TASK GOAL
Put every line of the records below into a numbered list, leaving out any blank lines.

MATERIAL SUPPLIED
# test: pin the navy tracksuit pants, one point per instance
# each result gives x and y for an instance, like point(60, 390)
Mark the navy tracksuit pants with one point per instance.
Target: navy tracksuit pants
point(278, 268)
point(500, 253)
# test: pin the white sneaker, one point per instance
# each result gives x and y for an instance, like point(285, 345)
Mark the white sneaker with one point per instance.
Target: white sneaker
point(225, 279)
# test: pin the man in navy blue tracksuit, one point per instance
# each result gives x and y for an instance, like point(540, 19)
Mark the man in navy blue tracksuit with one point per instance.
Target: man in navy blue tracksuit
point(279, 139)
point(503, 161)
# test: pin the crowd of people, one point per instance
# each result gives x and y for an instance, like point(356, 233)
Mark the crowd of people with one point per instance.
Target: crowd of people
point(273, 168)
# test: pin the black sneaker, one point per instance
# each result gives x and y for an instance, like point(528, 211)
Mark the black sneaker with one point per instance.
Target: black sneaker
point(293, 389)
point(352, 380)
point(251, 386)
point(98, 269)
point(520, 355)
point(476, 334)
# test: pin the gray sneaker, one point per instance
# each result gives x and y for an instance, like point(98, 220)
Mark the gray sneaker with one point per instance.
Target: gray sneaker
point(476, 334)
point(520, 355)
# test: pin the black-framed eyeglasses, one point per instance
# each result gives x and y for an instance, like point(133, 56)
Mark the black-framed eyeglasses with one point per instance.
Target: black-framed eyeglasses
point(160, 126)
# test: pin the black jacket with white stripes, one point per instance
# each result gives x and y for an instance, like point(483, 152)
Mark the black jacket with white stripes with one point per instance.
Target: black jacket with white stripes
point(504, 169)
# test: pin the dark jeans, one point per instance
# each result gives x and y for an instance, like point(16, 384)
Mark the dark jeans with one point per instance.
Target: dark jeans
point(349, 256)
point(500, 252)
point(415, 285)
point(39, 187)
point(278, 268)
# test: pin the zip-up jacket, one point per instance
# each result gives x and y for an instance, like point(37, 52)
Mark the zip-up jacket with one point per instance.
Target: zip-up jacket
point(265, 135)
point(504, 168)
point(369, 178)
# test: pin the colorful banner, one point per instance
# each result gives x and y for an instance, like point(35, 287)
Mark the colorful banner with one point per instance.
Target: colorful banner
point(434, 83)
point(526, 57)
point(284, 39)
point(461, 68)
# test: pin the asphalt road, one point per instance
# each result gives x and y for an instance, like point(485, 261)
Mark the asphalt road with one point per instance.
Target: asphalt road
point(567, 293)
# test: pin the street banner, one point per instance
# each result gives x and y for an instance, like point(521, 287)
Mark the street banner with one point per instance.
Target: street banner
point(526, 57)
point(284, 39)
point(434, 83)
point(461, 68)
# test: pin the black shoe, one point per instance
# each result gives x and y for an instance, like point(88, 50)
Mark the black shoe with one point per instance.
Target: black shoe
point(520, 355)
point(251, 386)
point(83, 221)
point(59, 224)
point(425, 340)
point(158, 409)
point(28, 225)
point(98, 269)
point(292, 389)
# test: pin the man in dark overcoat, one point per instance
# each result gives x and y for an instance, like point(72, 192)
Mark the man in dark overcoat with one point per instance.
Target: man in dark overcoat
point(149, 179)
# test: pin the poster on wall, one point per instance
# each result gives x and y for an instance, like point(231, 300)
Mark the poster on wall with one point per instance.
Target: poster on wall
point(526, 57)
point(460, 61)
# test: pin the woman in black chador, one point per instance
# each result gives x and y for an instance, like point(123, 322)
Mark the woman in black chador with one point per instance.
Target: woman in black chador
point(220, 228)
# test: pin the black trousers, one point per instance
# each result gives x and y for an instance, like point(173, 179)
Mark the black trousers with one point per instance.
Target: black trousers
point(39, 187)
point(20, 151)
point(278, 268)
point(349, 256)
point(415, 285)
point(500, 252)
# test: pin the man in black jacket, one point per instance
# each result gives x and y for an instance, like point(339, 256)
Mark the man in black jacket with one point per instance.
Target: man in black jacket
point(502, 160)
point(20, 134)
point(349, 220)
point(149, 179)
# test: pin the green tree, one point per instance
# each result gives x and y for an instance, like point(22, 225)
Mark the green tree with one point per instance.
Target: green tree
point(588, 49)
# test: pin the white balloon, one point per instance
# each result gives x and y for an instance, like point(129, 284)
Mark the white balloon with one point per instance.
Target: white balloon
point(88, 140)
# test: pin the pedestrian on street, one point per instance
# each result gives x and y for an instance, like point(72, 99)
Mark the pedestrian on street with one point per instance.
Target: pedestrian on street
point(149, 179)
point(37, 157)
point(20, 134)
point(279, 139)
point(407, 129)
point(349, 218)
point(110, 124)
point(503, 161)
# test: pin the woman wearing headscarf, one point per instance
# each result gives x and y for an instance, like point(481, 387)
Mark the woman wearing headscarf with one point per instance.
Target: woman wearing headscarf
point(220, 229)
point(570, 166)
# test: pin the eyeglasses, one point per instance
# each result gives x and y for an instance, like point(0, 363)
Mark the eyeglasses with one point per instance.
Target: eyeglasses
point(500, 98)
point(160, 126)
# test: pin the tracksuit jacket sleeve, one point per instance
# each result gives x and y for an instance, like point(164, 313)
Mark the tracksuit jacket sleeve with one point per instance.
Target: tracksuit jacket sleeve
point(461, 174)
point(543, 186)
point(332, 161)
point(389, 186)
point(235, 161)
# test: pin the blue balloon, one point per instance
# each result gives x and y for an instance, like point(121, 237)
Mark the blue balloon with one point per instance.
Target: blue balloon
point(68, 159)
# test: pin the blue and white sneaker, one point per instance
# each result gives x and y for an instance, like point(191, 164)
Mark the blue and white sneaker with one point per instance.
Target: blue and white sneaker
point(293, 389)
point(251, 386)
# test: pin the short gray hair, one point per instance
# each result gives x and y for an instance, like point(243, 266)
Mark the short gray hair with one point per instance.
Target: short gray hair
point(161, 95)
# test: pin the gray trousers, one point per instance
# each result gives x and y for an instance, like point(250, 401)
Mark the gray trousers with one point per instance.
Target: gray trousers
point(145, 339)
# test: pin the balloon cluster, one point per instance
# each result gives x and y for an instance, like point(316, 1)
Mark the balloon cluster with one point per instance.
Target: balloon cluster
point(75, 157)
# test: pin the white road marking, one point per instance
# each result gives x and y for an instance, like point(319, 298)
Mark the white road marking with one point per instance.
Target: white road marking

EXPECTED ANSWER
1. # test: pin the navy tracksuit pants, one point per instance
2. # each result gives x and y for an instance, like point(60, 390)
3. Mark the navy tracksuit pants with one point per instance.
4. Target: navy tracksuit pants
5. point(278, 268)
6. point(500, 253)
7. # test: pin the white sneaker, one point per instance
8. # each result gives x and y for an instance, like point(285, 345)
9. Mark the white sneaker with one point per instance.
10. Target: white sneaker
11. point(225, 279)
12. # test: pin the man in navy blue tracksuit, one point per instance
13. # each result gives x and y for an instance, like point(540, 19)
14. Mark the man in navy blue tracksuit with one point per instance.
15. Target: man in navy blue tracksuit
16. point(279, 139)
17. point(503, 161)
18. # test: pin the crowd of people, one point per instance
19. # each result gives x and y for an instance, like point(356, 233)
20. Mark the crowd of people with one point per instance.
21. Target: crowd of people
22. point(273, 168)
23. # test: pin the black sneaker, one point per instance
24. # each result gives x and y for an instance, like point(528, 211)
25. Mark the black sneaker with one point per instance.
26. Target: black sneaker
27. point(293, 389)
28. point(352, 380)
29. point(251, 386)
30. point(98, 269)
31. point(520, 355)
32. point(476, 334)
33. # test: pin the gray sneaker, one point per instance
34. # each result gives x and y for an instance, like point(98, 220)
35. Mark the gray sneaker with one point per instance.
36. Target: gray sneaker
37. point(476, 334)
38. point(520, 355)
39. # test: pin the black-framed eyeglasses, one point per instance
40. # each result gives x and y for an instance, like point(133, 56)
41. Mark the black-framed eyeglasses with one point per instance.
42. Target: black-framed eyeglasses
43. point(160, 126)
44. # test: pin the black jacket with white stripes, one point per instance
45. # each result gives x and y for an instance, like point(483, 152)
46. Mark the black jacket with white stripes with one point per instance.
47. Target: black jacket with white stripes
48. point(504, 169)
49. # test: pin the dark jeans, one point per instance
50. # each result gives x and y for an instance, like point(16, 384)
51. Mark the dark jeans with one point per instance.
52. Target: dark jeans
53. point(349, 256)
54. point(500, 252)
55. point(415, 285)
56. point(39, 187)
57. point(278, 268)
58. # test: pin the zip-up jacket, one point per instance
59. # each result gives x and y for an instance, like point(37, 52)
60. Mark the zip-up jacket with one point per instance.
61. Target: zip-up jacket
62. point(265, 135)
63. point(504, 168)
64. point(369, 178)
65. # test: pin the colorful banner, one point per instance
66. # each result gives x and y for an instance, like point(35, 287)
67. Mark the colorful banner with one point per instance.
68. Target: colorful banner
69. point(434, 83)
70. point(526, 57)
71. point(284, 39)
72. point(461, 68)
73. # test: pin the asphalt road, one point per instance
74. # each result gives x and y for an instance, like point(485, 261)
75. Mark the asphalt road with one point per instance.
76. Target: asphalt road
77. point(567, 293)
78. # test: pin the street banner, one point per instance
79. # each result gives x and y for an instance, like point(521, 287)
80. Mark the street banner with one point per instance.
81. Target: street banner
82. point(526, 57)
83. point(284, 39)
84. point(434, 83)
85. point(461, 68)
86. # test: pin the black shoe, one point per instance
87. # each result gives x and y for an instance, like point(88, 50)
88. Mark the black shoe with one point per instance.
89. Target: black shoe
90. point(520, 355)
91. point(251, 386)
92. point(83, 221)
93. point(59, 224)
94. point(425, 340)
95. point(158, 409)
96. point(28, 225)
97. point(98, 269)
98. point(292, 389)
99. # test: pin the man in dark overcoat, one point per instance
100. # each result gives x and y for an instance, like point(72, 192)
101. Mark the man in dark overcoat with one point per instance.
102. Target: man in dark overcoat
103. point(149, 179)
104. # test: pin the poster on wall, one point per instance
105. # each result gives x and y for an instance, like point(231, 300)
106. Mark the poster on wall with one point per instance.
107. Target: poster on wall
108. point(526, 57)
109. point(460, 61)
110. # test: pin the woman in black chador, one point per instance
111. # each result gives x and y for an instance, like point(123, 322)
112. Mark the woman in black chador with one point per instance.
113. Target: woman in black chador
114. point(220, 228)
115. # test: pin the black trousers, one point per instance
116. # each result gives x and y for an instance, like point(173, 179)
117. Mark the black trousers with one point per instance.
118. Target: black trousers
119. point(39, 187)
120. point(20, 151)
121. point(278, 268)
122. point(349, 256)
123. point(415, 285)
124. point(500, 252)
125. # test: pin the man in black jacket, one point per instance
126. # each result gives x and y for an instance, like point(339, 256)
127. Mark the man in black jacket with one point per instance.
128. Target: man in black jacket
129. point(502, 160)
130. point(20, 134)
131. point(349, 220)
132. point(149, 179)
133. # test: pin the green tree, one point per instance
134. # each result gives x and y for an instance, like point(22, 225)
135. Mark the green tree with one point per instance.
136. Target: green tree
137. point(588, 49)
138. # test: pin the white balloon, one point per instance
139. # each result gives x and y for an instance, like point(129, 284)
140. Mark the white balloon with one point per instance.
141. Target: white balloon
142. point(88, 140)
143. # test: pin the pedestrian on street, one point per instance
144. # each result gives x and y for an instance, like point(72, 99)
145. Mark the pedestrian on street with one point per instance.
146. Target: pedestrian on street
147. point(149, 179)
148. point(37, 157)
149. point(20, 134)
150. point(279, 139)
151. point(407, 129)
152. point(349, 218)
153. point(110, 124)
154. point(503, 161)
155. # test: pin the woman wearing headscarf, one point per instance
156. # each result gives x and y for an instance, like point(481, 387)
157. Mark the woman wearing headscarf with one point per instance.
158. Target: woman wearing headscarf
159. point(220, 229)
160. point(570, 166)
161. # test: pin the eyeglasses, one point per instance
162. # each result gives x and y for an instance, like point(0, 363)
163. Mark the eyeglasses with one point per instance.
164. Target: eyeglasses
165. point(500, 98)
166. point(160, 126)
167. # test: pin the tracksuit jacket sleeve, one point per instance
168. # each result gives x and y for an instance, like point(164, 313)
169. Mark the tracksuit jacket sleeve with one point per instance.
170. Target: tracksuit jacket sleeve
171. point(461, 174)
172. point(543, 186)
173. point(332, 161)
174. point(389, 186)
175. point(235, 161)
176. # test: pin the blue balloon, one point per instance
177. # each result gives x and y for an instance, like point(121, 237)
178. Mark the blue balloon with one point per instance.
179. Target: blue balloon
180. point(68, 159)
181. # test: pin the blue and white sneaker, one point per instance
182. # each result gives x and y for an instance, like point(191, 164)
183. Mark the blue and white sneaker with one point per instance.
184. Target: blue and white sneaker
185. point(293, 389)
186. point(251, 386)
187. # test: pin the short gray hair, one point per instance
188. # each result gives x and y for an instance, like point(243, 266)
189. Mark the short gray hair with one point per instance.
190. Target: short gray hair
191. point(161, 95)
192. # test: pin the gray trousers, one point per instance
193. # each result gives x and y for an instance, like point(250, 401)
194. Mark the gray trousers with one point per instance.
195. Target: gray trousers
196. point(145, 339)
197. # test: pin the balloon cluster, one point per instance
198. # each result gives x and y for an instance, like point(316, 1)
199. Mark the balloon cluster with one point per instance.
200. Target: balloon cluster
201. point(75, 157)
202. # test: pin the white road marking, one point per instance
203. # each result gives x and y for an instance, like point(319, 298)
204. Mark the white road marking with one point per instance.
205. Target: white road marking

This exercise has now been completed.